RECORD EXCERPTS:
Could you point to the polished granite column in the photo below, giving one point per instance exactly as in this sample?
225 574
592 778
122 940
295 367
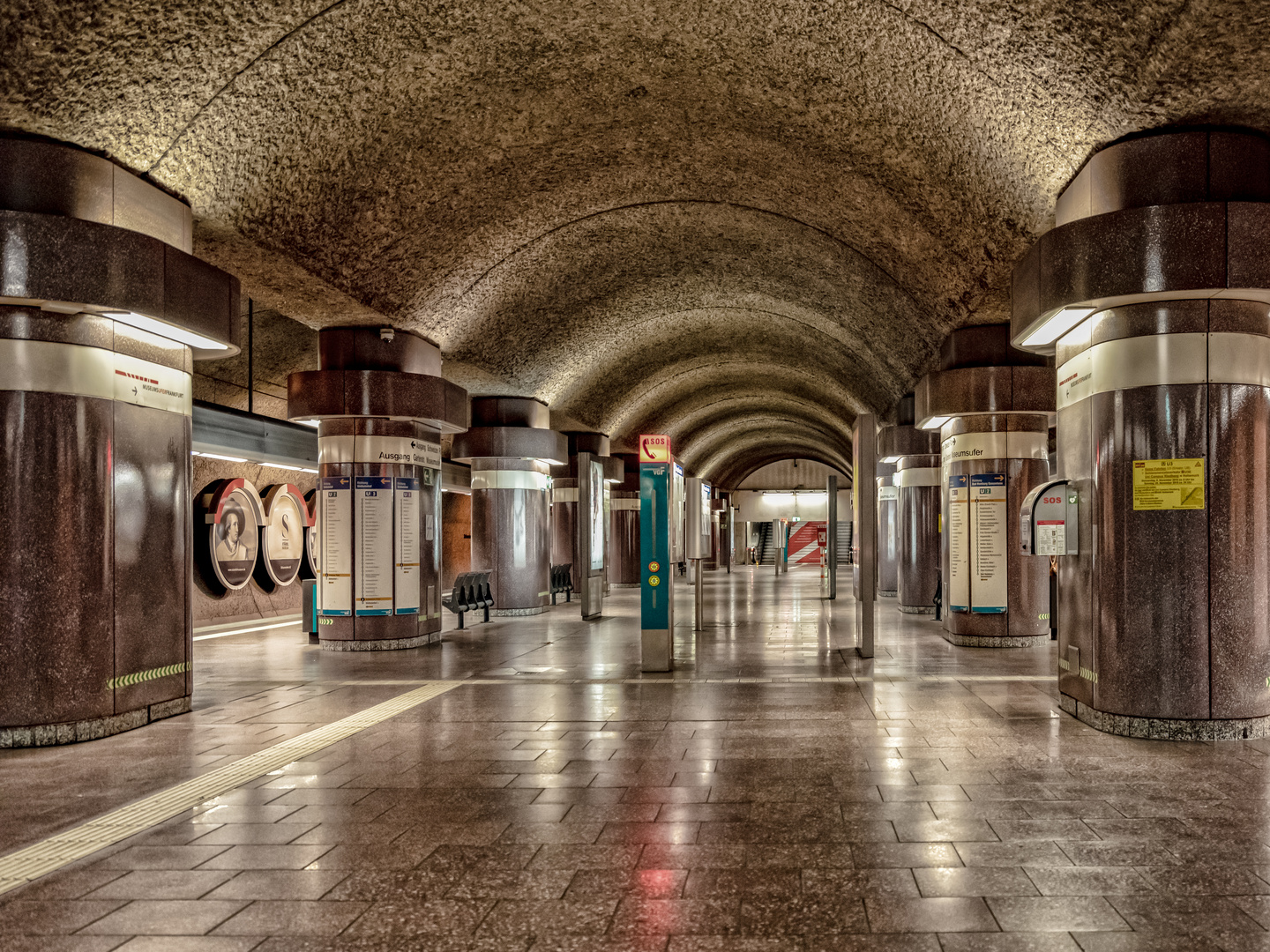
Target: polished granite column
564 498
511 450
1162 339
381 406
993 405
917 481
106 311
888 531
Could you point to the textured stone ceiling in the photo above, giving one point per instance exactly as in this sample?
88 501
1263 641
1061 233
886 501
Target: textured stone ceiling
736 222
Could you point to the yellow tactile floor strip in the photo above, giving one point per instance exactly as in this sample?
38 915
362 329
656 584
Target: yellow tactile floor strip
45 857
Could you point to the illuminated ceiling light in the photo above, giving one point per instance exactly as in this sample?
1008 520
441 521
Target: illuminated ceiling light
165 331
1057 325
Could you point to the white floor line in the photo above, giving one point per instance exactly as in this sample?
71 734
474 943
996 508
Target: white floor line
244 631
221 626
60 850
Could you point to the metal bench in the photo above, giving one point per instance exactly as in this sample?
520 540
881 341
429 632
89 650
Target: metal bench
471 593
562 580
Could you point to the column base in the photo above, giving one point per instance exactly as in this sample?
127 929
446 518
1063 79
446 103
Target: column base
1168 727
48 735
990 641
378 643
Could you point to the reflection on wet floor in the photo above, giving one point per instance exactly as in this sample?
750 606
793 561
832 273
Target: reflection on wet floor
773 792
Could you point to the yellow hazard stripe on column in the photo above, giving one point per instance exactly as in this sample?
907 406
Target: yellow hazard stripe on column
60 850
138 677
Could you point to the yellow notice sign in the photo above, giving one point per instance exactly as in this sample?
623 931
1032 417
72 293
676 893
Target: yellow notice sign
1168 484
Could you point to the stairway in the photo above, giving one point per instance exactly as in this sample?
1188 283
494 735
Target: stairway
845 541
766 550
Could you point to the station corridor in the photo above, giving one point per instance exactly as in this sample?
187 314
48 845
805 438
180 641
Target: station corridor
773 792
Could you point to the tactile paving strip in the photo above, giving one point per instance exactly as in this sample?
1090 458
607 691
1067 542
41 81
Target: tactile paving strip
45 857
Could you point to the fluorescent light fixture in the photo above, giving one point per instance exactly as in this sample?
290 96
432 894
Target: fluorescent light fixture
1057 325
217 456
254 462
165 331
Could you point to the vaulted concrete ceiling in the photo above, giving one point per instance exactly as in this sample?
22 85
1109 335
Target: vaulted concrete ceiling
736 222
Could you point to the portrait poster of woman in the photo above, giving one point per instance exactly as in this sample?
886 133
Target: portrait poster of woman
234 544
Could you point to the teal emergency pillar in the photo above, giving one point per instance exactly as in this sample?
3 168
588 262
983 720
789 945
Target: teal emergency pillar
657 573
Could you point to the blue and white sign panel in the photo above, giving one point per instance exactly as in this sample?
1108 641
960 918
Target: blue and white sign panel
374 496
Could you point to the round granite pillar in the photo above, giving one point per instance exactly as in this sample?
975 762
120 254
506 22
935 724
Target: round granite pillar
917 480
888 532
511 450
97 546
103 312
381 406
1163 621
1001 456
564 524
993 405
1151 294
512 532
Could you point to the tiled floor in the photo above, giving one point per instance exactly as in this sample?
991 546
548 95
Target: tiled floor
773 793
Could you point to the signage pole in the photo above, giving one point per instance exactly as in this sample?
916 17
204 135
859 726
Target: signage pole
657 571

---

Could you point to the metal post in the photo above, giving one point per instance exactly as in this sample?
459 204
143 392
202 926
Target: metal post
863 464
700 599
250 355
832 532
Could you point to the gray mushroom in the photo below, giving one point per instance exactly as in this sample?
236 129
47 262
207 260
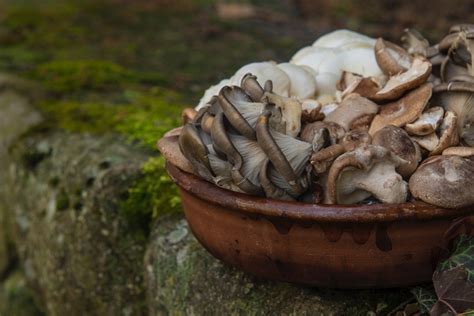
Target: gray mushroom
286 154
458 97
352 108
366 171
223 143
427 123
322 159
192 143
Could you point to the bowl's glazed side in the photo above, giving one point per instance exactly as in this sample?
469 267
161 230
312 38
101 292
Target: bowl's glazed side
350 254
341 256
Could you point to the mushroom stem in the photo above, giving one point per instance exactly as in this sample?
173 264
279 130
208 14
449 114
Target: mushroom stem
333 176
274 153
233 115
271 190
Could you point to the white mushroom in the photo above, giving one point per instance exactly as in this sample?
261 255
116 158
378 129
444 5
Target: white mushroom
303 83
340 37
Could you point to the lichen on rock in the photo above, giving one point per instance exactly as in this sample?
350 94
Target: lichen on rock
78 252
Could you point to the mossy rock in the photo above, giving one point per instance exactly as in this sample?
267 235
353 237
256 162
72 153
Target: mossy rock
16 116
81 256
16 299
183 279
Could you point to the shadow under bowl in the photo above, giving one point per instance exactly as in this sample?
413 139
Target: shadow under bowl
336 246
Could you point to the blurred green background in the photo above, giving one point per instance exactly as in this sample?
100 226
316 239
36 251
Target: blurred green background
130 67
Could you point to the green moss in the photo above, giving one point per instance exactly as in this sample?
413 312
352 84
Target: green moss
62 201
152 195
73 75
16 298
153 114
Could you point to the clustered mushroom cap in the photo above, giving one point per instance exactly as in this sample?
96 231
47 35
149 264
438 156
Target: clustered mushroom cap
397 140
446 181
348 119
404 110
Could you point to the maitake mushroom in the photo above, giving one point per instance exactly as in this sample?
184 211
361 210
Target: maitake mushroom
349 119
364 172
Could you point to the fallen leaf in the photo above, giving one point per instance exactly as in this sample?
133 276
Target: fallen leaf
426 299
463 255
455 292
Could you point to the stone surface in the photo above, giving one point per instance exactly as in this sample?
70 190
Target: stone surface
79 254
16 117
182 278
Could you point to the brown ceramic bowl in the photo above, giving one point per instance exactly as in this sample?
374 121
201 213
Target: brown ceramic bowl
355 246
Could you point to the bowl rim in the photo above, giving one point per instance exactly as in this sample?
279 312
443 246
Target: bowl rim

WHAT NEEDS TO BE DONE: Count the lines in the records above that contain the string "metal", matching case exactly, and give only the number.

SOLUTION TO THIS PROBLEM: 4